Task 1 →
Please copy the listing word for word, starting with the line containing "the green door" and going on through the last line of the listing.

Quoted text →
The purpose was not to bash these languages, but rather point to an important common set of limitations among them – a kind of groupthink if you will.
The fundamental problem with ‘standard’ molecular languages such as molfile, SMILES, InChI, and CML is their simplification of bonding and stereochemistry. Bonding is defined as an association between two atoms using two electrons. Stereochemistry is defined in terms of one or more chiral templates.
FlexMol takes a different approach. Bonding is defined in terms of systems of one or more pairs of atoms interacting with the cooperation of zero or more electrons. Stereochemistry is defined in terms planes passing through atom pair axes.
As we shall see, this flexible system enables the faithful, lossless representation of almost any chemical substance consisting of a single, well-defined molecular entity.
There's a fundamental misunderstanding here about the role of CMl (which is anything but group-think). CML addresses the semantics of chemistry. I could reply – in the same lighthearted vein:
Zeolites? Clathrates? Block co-Polymers? HEPES buffer? transition states? gaussian logfile output? cell dimensions? multiplets? eigenvectors?
and assert that CML can deal with all of them and ChemWriter cannot.
In fact CML can deal with any of the examples that Rich has mentioned in his article because it is (a) extensible (b) namespaced and (c) linked to ontologies. CML can add any properties to any of its primitives (atoms, bonds, etc.) It can define multicenter bonds and bonds between bonds. It has primitives for lines, planes, etc which should be sufficient for representing any of the geometry mentioned. JUMBO can do geometry and algebra on these if required. It has a primitive for electron. It also can hold 2D and 3D coordinates for atoms, so that it can represent the drawings of any of the species in Rich's diagrams.
That some of these CML primitives are not used in practice is because to be useful there needs to be agreement between two of more people. If Rich wishes people to use FlexMol then either they all have to use his software or other vendors have to install FlexMol readers and writers. If he can show me a groundswell of users of FlexMol and if it appears useful for them to convert to CML then I'd be happy to give some pointers.
What would emerge is a set of primitives and ontology terms that was FlexMol-specific - in CML we call call this a convention. There are already several conventions in CML - a typical example is a JSpecView convention for spectra. This requires that a spectrum contains data (it's perfectly reasonable to have an empty spectrum) so that JSpecView can display it. Another convention is CML-lite - a subset of primitives which are processable by default by C4W.
But because CML is semantic and because it uses ontologies it can hold a very wide range of chemistry. If a processor does not understand some of it, then it simply passes it through without loss. Whether this changes the semantics can be decided by the ontology and although that's at an early stage the basic infrastructure works.
I appreciate that for generations raised on FORTRAN-like formats (Mol) and implicit information (SMILES) that it will take time to migrate to XML-based ontology-driven chemistry. But it's the only way forward that can cover mainstream chemistry whether it be molecules, reactions, crystallography, nanotechnology, computation, spectra, physical properties and their measurement.
Because chemistry is a lot more than organic molecules drawn pictorially...

Records for this exercise →
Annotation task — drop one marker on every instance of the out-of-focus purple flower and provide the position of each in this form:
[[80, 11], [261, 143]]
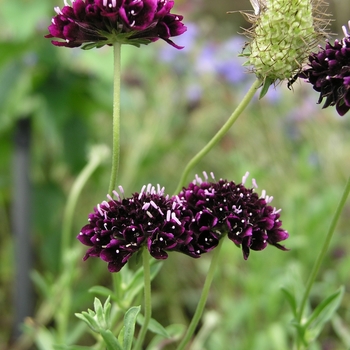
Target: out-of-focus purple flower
[[95, 23], [223, 207], [120, 227], [329, 73]]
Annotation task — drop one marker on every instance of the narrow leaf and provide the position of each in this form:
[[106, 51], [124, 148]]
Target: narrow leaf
[[129, 326], [110, 340], [154, 326], [291, 300], [323, 313]]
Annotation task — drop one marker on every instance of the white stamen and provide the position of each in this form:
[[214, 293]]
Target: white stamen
[[244, 178], [141, 192], [154, 205], [121, 190], [173, 216], [106, 204], [146, 206], [116, 194], [100, 209]]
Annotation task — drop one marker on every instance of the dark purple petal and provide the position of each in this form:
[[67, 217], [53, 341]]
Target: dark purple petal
[[103, 22], [223, 207], [329, 73]]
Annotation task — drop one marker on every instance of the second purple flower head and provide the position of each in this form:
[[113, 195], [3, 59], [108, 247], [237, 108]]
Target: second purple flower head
[[191, 222], [95, 23]]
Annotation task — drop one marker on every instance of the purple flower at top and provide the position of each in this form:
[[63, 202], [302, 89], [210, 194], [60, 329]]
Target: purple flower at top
[[223, 207], [120, 227], [329, 73], [95, 23]]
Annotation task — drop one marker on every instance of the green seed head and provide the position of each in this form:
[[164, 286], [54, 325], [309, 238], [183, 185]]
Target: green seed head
[[283, 34]]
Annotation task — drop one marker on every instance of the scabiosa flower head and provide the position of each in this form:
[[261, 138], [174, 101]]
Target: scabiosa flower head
[[120, 227], [95, 23], [282, 34], [223, 207], [329, 73]]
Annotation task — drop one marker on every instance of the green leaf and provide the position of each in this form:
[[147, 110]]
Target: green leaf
[[100, 290], [129, 326], [175, 332], [41, 283], [89, 320], [154, 326], [137, 282], [322, 313], [291, 300], [110, 340], [71, 347]]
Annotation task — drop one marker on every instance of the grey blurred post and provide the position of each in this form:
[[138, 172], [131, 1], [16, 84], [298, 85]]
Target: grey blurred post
[[21, 224]]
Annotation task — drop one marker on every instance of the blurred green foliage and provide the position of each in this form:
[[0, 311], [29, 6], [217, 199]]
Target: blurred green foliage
[[296, 151]]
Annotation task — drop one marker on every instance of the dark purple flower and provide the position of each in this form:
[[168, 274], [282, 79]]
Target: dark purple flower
[[120, 227], [95, 23], [329, 73], [219, 208]]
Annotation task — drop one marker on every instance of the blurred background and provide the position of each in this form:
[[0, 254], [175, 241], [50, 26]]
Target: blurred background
[[56, 103]]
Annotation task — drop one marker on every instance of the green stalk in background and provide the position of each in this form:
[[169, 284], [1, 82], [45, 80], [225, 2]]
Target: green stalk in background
[[203, 299], [147, 295], [220, 134], [324, 250]]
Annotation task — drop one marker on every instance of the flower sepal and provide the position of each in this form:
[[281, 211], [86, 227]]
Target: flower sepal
[[121, 38]]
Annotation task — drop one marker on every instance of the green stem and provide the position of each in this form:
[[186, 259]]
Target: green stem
[[116, 117], [203, 299], [324, 249], [220, 134], [147, 295]]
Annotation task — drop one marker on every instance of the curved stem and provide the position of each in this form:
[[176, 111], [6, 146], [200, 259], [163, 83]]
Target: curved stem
[[147, 295], [116, 117], [203, 299], [324, 249], [219, 135]]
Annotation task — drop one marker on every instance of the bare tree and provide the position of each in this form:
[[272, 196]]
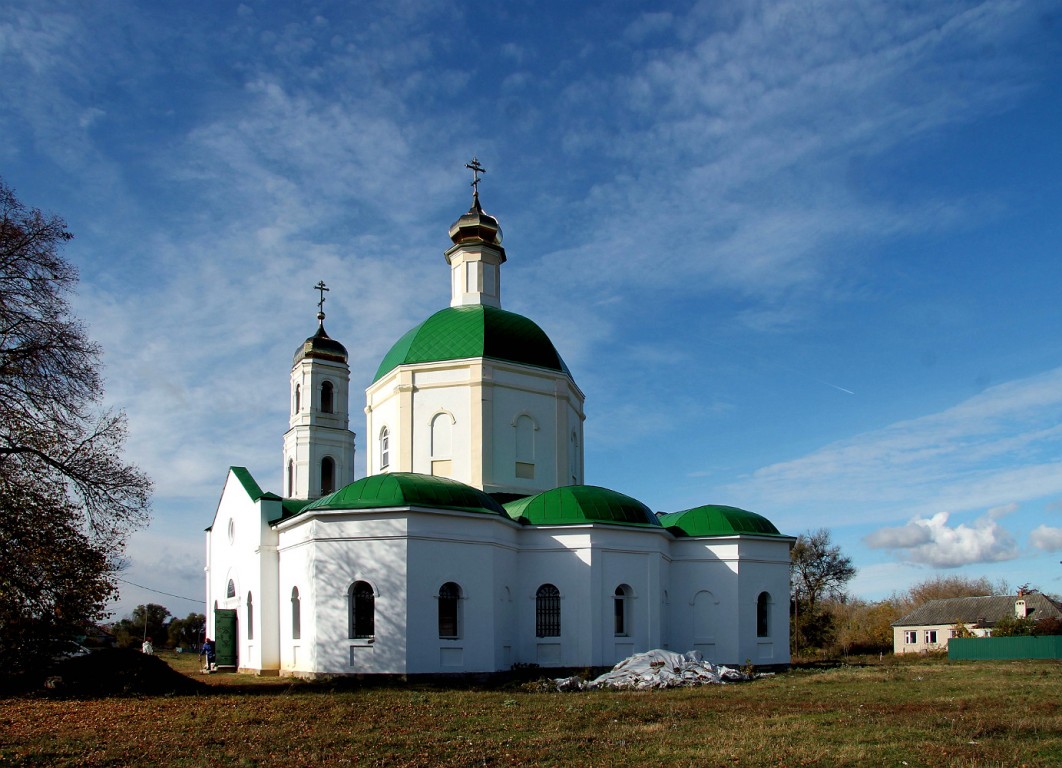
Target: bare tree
[[818, 570], [68, 499]]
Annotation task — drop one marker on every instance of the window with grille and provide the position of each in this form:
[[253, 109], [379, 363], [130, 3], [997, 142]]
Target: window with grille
[[547, 612], [362, 610], [449, 596]]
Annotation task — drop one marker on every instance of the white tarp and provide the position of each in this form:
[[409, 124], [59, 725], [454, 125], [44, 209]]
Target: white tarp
[[656, 669]]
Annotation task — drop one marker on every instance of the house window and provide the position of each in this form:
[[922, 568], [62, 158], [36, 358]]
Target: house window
[[547, 612], [619, 601], [384, 448], [326, 397], [296, 615], [327, 475], [362, 610], [764, 615], [449, 595]]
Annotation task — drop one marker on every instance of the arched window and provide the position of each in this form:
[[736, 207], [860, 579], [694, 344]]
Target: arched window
[[547, 612], [296, 615], [327, 475], [442, 444], [764, 615], [620, 610], [384, 447], [362, 610], [326, 397], [574, 459], [449, 596], [525, 447]]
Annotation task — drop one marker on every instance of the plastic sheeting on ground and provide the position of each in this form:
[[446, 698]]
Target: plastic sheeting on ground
[[656, 669]]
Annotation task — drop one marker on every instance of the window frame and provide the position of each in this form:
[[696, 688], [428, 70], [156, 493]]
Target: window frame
[[449, 611], [296, 614], [327, 396], [764, 614], [547, 611], [361, 611], [620, 611]]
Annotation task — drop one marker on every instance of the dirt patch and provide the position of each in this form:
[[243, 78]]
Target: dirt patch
[[118, 672]]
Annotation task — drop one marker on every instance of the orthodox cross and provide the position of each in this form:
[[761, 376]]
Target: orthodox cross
[[321, 287], [476, 170]]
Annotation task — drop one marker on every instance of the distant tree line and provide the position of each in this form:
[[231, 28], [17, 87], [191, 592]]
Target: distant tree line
[[826, 620], [155, 623]]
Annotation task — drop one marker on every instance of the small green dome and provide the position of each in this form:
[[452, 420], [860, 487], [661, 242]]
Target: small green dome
[[579, 505], [717, 521], [406, 489], [476, 330]]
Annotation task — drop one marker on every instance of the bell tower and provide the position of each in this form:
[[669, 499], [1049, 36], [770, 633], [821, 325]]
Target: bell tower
[[319, 446]]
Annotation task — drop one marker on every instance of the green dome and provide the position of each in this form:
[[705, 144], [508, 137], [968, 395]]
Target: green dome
[[717, 521], [406, 489], [579, 505], [459, 333]]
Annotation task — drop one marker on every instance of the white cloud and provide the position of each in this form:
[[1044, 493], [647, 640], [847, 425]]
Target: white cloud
[[930, 541], [1046, 538], [997, 447]]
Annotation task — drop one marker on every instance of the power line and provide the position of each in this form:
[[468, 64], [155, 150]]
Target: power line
[[159, 592]]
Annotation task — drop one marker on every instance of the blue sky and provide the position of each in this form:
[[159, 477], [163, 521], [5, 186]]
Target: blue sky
[[803, 257]]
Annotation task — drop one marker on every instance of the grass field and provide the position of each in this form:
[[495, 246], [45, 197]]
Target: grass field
[[921, 713]]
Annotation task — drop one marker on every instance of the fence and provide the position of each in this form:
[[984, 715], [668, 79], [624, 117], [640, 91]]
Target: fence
[[1000, 648]]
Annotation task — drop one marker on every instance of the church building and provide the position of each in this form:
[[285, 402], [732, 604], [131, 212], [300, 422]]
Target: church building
[[473, 544]]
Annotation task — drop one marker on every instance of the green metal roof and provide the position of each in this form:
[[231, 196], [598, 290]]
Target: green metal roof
[[459, 333], [406, 489], [579, 505], [717, 521], [253, 489]]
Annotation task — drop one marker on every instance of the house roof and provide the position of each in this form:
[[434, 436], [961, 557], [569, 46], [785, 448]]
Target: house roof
[[460, 333], [983, 611]]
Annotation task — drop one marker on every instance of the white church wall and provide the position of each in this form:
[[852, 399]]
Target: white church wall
[[341, 549], [764, 568], [241, 548], [458, 549], [634, 560], [443, 393], [560, 557], [703, 598]]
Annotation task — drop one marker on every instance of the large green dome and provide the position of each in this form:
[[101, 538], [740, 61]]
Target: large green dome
[[579, 505], [407, 489], [459, 333], [717, 521]]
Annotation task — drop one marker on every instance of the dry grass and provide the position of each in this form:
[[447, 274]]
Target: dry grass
[[897, 713]]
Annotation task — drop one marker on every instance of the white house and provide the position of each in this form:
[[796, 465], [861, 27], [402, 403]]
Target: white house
[[930, 626], [473, 544]]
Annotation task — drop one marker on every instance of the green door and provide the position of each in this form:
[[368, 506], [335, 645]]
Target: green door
[[225, 637]]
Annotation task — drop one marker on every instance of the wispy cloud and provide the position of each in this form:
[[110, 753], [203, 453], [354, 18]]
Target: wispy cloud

Task 2 →
In the passage on molecular languages, rewrite the part starting with "I appreciate that" and going on through "molecules drawn pictorially...", changing "nanotechnology" to "materials science".

Correct result 1 →
Annotation task — drop one marker on every instance of the green door and provide the position of each in this form:
[[368, 506], [335, 645]]
Target: green door
[[225, 637]]
Annotation task — drop one marker on every instance of the wispy cloud and provide the position of each in this form:
[[110, 753], [203, 453], [354, 18]]
Target: wispy cloud

Correct result 2 →
I appreciate that for generations raised on FORTRAN-like formats (Mol) and implicit information (SMILES) that it will take time to migrate to XML-based ontology-driven chemistry. But it's the only way forward that can cover mainstream chemistry whether it be molecules, reactions, crystallography, materials science, computation, spectra, physical properties and their measurement.
Because chemistry is a lot more than organic molecules drawn pictorially...